PROBLEM DETAILS: Return every line of the records below unchanged, leaving out the pictures.

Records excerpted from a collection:
◆ ◆ ◆ ◆ ◆ ◆ ◆

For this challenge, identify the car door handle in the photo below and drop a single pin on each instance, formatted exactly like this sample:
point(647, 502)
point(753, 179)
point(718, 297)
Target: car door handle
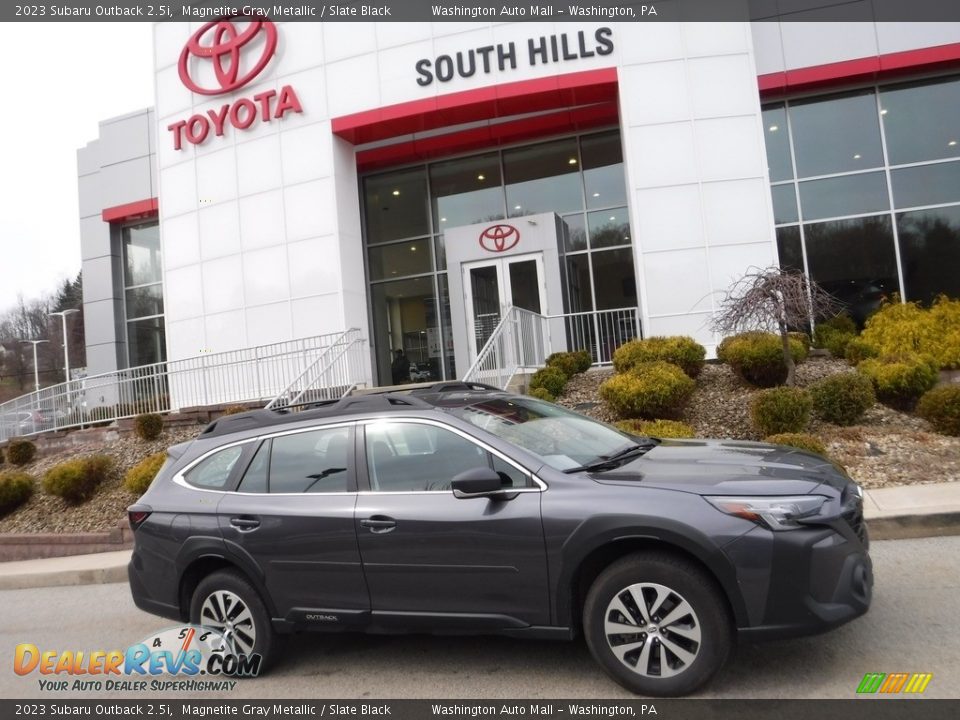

◆ ◆ ◆ ◆ ◆ ◆ ◆

SOLUTION FOR THIS PROBLEM:
For this challenge, identify the car door handle in the photo below and drop a single pin on each instance, formatted exactly like this sample:
point(647, 502)
point(753, 179)
point(718, 297)
Target: car door handle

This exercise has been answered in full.